• PROBLEM STATEMENT: Convert the part of the records that runs from the line containing "task: segment the tree" through the end of the records into a JSON list of strings, one string per line, leaving out blank lines.
— start —
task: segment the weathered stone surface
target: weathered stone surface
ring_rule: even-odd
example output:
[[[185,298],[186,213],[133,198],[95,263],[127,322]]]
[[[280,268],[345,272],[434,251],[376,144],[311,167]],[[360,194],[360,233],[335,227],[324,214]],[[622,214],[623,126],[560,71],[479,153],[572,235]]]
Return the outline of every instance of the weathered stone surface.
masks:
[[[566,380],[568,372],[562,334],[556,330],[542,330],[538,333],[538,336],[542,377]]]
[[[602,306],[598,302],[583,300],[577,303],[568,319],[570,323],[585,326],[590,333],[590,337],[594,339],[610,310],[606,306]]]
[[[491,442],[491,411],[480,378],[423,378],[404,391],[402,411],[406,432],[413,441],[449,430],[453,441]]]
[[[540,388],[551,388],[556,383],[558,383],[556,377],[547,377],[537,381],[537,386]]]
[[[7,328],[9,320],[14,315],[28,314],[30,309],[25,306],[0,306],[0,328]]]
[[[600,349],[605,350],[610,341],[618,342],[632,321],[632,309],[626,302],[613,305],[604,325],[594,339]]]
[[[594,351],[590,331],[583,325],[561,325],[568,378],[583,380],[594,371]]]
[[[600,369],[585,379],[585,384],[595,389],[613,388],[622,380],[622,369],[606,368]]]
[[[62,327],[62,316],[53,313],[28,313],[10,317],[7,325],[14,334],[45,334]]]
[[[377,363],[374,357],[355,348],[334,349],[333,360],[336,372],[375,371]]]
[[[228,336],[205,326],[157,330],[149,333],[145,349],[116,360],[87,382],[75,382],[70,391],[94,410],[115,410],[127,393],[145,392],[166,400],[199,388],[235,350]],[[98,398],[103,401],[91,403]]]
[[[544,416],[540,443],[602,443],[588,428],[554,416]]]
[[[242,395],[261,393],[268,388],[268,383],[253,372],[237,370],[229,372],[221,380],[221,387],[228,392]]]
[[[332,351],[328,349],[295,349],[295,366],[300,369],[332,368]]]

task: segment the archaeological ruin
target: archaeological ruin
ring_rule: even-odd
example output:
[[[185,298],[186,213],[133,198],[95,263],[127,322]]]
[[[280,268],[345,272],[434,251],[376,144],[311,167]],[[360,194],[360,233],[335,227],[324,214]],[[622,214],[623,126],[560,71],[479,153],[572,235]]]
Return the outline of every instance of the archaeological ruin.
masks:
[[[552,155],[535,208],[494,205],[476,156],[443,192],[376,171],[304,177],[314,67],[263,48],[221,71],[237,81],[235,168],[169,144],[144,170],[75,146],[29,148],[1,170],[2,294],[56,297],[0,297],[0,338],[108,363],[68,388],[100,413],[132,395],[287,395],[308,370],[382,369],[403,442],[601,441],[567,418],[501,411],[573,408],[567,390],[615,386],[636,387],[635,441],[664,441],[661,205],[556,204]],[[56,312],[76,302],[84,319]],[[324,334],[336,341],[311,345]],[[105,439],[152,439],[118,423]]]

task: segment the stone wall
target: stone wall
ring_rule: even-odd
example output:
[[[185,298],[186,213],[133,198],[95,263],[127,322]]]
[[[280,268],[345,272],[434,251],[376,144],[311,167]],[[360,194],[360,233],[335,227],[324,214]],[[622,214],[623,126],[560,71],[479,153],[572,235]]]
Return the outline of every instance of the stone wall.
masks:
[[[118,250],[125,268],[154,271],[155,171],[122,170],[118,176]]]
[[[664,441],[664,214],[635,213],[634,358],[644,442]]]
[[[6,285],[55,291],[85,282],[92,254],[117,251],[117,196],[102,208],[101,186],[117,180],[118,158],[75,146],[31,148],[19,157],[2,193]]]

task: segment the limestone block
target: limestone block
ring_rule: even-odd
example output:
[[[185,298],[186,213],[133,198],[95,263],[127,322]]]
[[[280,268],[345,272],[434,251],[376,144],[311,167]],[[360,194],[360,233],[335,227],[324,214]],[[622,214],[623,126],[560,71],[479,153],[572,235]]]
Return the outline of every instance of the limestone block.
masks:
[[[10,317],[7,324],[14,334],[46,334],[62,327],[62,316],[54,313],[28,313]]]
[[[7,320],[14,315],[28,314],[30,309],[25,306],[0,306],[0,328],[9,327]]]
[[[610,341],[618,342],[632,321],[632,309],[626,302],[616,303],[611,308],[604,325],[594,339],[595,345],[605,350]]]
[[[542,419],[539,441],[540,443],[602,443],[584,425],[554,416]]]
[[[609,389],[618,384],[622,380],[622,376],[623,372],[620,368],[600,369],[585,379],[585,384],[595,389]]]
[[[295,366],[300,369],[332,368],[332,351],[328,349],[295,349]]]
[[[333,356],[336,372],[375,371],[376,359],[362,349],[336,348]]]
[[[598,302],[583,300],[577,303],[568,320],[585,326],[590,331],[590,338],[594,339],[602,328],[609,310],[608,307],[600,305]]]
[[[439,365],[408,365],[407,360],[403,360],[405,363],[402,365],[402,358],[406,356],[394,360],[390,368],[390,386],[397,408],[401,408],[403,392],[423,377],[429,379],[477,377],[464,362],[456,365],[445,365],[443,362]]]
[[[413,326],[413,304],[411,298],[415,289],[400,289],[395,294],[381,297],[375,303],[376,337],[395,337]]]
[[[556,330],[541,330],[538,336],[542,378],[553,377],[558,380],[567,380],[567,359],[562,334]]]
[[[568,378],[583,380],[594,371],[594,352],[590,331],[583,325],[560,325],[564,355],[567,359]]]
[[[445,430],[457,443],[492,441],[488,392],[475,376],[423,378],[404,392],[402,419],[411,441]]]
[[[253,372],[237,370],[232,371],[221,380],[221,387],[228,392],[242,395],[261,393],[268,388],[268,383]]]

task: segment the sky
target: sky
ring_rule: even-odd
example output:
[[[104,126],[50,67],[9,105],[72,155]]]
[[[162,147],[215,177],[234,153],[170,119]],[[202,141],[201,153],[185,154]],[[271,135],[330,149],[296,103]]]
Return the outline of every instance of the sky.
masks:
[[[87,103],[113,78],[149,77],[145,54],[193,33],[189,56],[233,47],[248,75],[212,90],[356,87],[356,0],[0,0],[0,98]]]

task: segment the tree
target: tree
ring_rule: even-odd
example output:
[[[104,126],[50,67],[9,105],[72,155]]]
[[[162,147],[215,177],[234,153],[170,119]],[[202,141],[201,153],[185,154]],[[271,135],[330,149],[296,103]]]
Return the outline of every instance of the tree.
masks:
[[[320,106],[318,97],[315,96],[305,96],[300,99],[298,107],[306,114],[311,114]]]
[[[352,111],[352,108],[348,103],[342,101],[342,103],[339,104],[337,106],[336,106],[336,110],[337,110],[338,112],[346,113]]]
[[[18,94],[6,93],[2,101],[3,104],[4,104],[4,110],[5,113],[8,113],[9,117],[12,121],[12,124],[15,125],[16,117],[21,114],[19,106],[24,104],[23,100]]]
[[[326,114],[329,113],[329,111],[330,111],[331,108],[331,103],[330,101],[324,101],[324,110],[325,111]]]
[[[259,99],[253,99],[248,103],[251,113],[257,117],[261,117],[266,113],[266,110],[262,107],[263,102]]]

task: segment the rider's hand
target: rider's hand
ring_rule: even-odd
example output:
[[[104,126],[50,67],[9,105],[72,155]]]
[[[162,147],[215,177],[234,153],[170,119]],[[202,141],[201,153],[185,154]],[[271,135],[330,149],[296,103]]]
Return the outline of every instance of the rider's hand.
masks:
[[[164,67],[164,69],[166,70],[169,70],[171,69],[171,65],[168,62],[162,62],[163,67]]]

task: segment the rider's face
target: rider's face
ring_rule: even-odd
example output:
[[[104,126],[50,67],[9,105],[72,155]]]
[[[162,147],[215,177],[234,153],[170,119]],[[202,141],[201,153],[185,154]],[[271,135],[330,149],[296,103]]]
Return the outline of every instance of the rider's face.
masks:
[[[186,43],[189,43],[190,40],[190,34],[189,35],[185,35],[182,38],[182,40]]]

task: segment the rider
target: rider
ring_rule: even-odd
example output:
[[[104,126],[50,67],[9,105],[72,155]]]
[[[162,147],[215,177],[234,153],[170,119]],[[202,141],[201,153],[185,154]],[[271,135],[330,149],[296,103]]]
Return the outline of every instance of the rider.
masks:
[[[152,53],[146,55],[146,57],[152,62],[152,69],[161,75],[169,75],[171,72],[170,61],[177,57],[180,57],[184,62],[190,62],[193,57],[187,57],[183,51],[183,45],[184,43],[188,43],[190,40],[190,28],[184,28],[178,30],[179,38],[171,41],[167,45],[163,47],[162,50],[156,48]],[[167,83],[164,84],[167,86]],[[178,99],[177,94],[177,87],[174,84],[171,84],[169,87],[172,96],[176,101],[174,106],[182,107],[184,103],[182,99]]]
— end —
• THE SOLUTION:
[
  "task: segment the tree",
  "target: tree",
  "ring_rule: even-odd",
  "example output:",
  "[[[104,126],[50,67],[9,105],[72,155]]]",
  "[[[162,147],[215,177],[234,153],[170,119]],[[202,141],[201,153],[185,154]],[[271,135],[330,149],[296,103]]]",
  "Return the outline of every instance of the tree.",
  "masks:",
  "[[[320,106],[318,97],[315,96],[305,96],[300,99],[298,107],[306,114],[311,114]]]",
  "[[[352,111],[352,108],[348,103],[342,101],[342,103],[339,104],[337,106],[336,106],[336,110],[337,110],[338,112],[346,113]]]",
  "[[[18,94],[6,93],[2,101],[3,104],[4,104],[4,110],[5,113],[8,113],[9,117],[12,121],[12,124],[15,125],[16,117],[21,114],[19,106],[24,104],[23,100]]]",
  "[[[326,114],[329,113],[329,111],[330,111],[331,108],[331,103],[330,101],[324,101],[324,110],[325,111]]]",
  "[[[259,99],[253,99],[248,103],[251,113],[257,117],[261,117],[266,113],[266,110],[262,107],[263,102]]]",
  "task: segment the rider's hand",
  "target: rider's hand",
  "ring_rule: even-odd",
  "example output:",
  "[[[104,126],[50,67],[9,105],[72,155]]]",
  "[[[162,147],[215,177],[234,153],[170,119]],[[202,141],[201,153],[185,154]],[[271,135],[330,149],[296,103]]]",
  "Return the outline of every instance of the rider's hand.",
  "masks:",
  "[[[164,67],[164,69],[166,70],[169,70],[171,69],[171,65],[168,62],[162,62],[163,67]]]",
  "task: segment the rider's face",
  "target: rider's face",
  "ring_rule: even-odd",
  "example output:",
  "[[[104,126],[50,67],[9,105],[72,155]]]",
  "[[[162,147],[215,177],[234,153],[170,119]],[[202,141],[201,153],[185,154]],[[271,135],[330,149],[296,103]]]",
  "Return the outline of every instance of the rider's face.",
  "masks:",
  "[[[186,43],[189,43],[190,40],[190,34],[189,35],[185,35],[182,38],[182,40]]]",
  "task: segment the rider",
  "target: rider",
  "ring_rule: even-odd",
  "example output:",
  "[[[104,126],[50,67],[9,105],[72,155]]]",
  "[[[162,147],[215,177],[234,153],[170,119]],[[202,141],[201,153],[185,154]],[[271,135],[330,149],[296,103]]]",
  "Return the outline of every instance of the rider.",
  "masks:",
  "[[[152,53],[146,55],[146,57],[152,62],[152,69],[161,75],[169,75],[171,72],[170,61],[177,57],[180,57],[184,62],[190,62],[193,57],[187,57],[183,51],[183,45],[184,43],[188,43],[190,40],[190,28],[184,28],[178,30],[179,38],[171,41],[167,45],[163,47],[162,50],[156,48]],[[167,83],[164,84],[167,86]],[[178,99],[177,94],[177,87],[174,84],[171,84],[169,87],[172,96],[176,101],[174,106],[182,107],[184,103],[182,99]]]"
]